> _EXTRAIT À LIRE_
───

Messagede Azertyuiop » Lun 29 Oct 2018 19:59

Républicain67 a écrit:Que pensez-vous de la clé d'Impériali, utilisée en Belgique pour les élections communales et provinciales. ttps://www.rtbf.be/info/belgique/detail_des-majorites-absolues-avec-40-des-voix-aux-communales-on-conserve-une-methode-qui-favorise-les-grosses-listes?id=10050937

Une représentation entre la proportionnelle et le scrutin majoritaire, qui permet de dégager facilement des majorités, mais a le désanvantage de favoriser les grandes listes, majorité des sièges dès 40% environ.

Comme je l'ai dit dans le sujet consacré aux communales belges, la clé d'Imperiali n'est qu'un cas particulier d'un mode de scrutin que j'ai proposé après les législatives et qui a déjà été débattu ici. Lui a été reproché une certaine complexité et ça pourrait en effet coincer quand il s'agirait d'expliquer ça au grand public.

Parce que dire que la clé d'Imperiali donne une majorité dès 40% des voix, c'est un très, très, très gros raccourci. Ça ne fonctionne que s'il n'y a que quelques dizaines de sièges à pourvoir. Sur 577 députés, utiliser la clé d'Imperiali reviendrait à utiliser la représentation proportionnelle par plus forte moyenne classique. Pour qu'il y ait un effet sur une si grosse assemblée, il ne faut pas commencer par diviser par 2 mais par un nombre bien plus élevé.



PhB a écrit:Ce mode de scrutin très ingénieux a aussi attiré mon attention.

Son intention est assez proche de celle du scrutin régional ou municipal à prime majoritaire, que le programme du FN prévoit d'ailleurs de transposer aux législatives, sous l'appellation fallacieuse de "proportionnelle intégrale". Il s'agit bien entendu d'un scrutin de type MAJORITAIRE et non proportionnel puisque la prime à la liste arrivée en tête lui garantit de disposer d'une large majorité dans l'assemblée même avec un score médiocre. C'est d'ailleurs l'objectif commun à tous ces systèmes : éviter une trop grande dispersion idéologique de la majorité au sein de l'assemblée élue, ainsi qu'une trop grande vulnérabilité face à des micro-partis qui "vendent" leurs voix et profitent de leur position de charnière pour imposer leurs vues (souvent sur un thème précis, comme des lobbies), comme on peut le constater en Israël (ou le cas récent des basques en Espagne pour le vote du budget).

───

> _EXTRAIT DES DONNÉES_
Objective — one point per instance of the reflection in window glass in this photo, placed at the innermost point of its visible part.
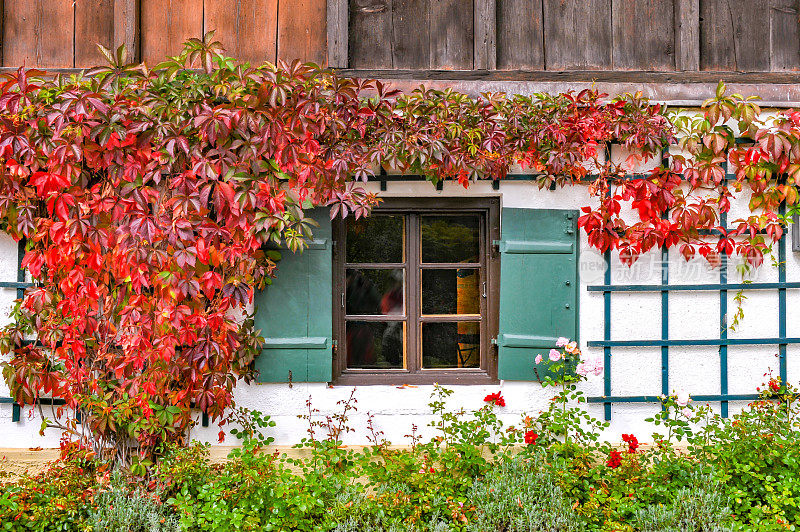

───

> _EXERCICE A_
D'après l'extrait à lire, dans quel pays et pour quelles élections la clé d'Imperiali est-elle utilisée ?
> _EXERCICE B_
Reproduisez le passage de l'extrait à lire qui commence par « Républicain67 a écrit:Que » et se termine par « au grand public. ».

> _SOLUTION A_
En Belgique, pour les élections communales et provinciales.

> _SOLUTION B_
Républicain67 a écrit:Que pensez-vous de la clé d'Impériali, utilisée en Belgique pour les élections communales et provinciales. ttps://www.rtbf.be/info/belgique/detail_des-majorites-absolues-avec-40-des-voix-aux-communales-on-conserve-une-methode-qui-favorise-les-grosses-listes?id=10050937

Une représentation entre la proportionnelle et le scrutin majoritaire, qui permet de dégager facilement des majorités, mais a le désanvantage de favoriser les grandes listes, majorité des sièges dès 40% environ.

Comme je l'ai dit dans le sujet consacré aux communales belges, la clé d'Imperiali n'est qu'un cas particulier d'un mode de scrutin que j'ai proposé après les législatives et qui a déjà été débattu ici. Lui a été reproché une certaine complexité et ça pourrait en effet coincer quand il s'agirait d'expliquer ça au grand public.